Extract provided:
Hendrik (Henry) de Vries (17 August 1896 - 18 November 1989) was a significant Dutch poet and painter who was born in Groningen, Netherlands and died in Haren, Netherlands. He was an early surrealist, was liberal-minded, and preached vitality. The subconscious mind plays a crucial role in his poetry.

Much his inspiration came from his interest in Spain and Spanish culture. He visited Spain frequently and became proficient enough to write many poems in Spanish.

De Vries had many collections of his poetry, writings, and artworks published during his lifetime. He also contributed to the literary magazine Het Getij (The Tide).

Task requirements:
1. Transcribe the passage on Hendrik de Vries, starting with "Hendrik (Henry) de" and going on through "poems in Spanish.".
2. According to the passage on Hendrik de Vries, to which literary magazine did he contribute?
The material after this is unrelated to the passage on Hendrik de Vries.

Material shown:
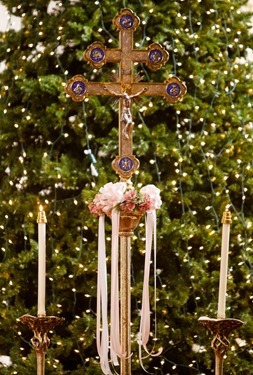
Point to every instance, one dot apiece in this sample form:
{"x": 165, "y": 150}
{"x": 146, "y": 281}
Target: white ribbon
{"x": 102, "y": 338}
{"x": 144, "y": 332}
{"x": 115, "y": 345}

Solutions by task:
1.
Hendrik (Henry) de Vries (17 August 1896 - 18 November 1989) was a significant Dutch poet and painter who was born in Groningen, Netherlands and died in Haren, Netherlands. He was an early surrealist, was liberal-minded, and preached vitality. The subconscious mind plays a crucial role in his poetry.

Much his inspiration came from his interest in Spain and Spanish culture. He visited Spain frequently and became proficient enough to write many poems in Spanish.

2. He contributed to Het Getij (The Tide).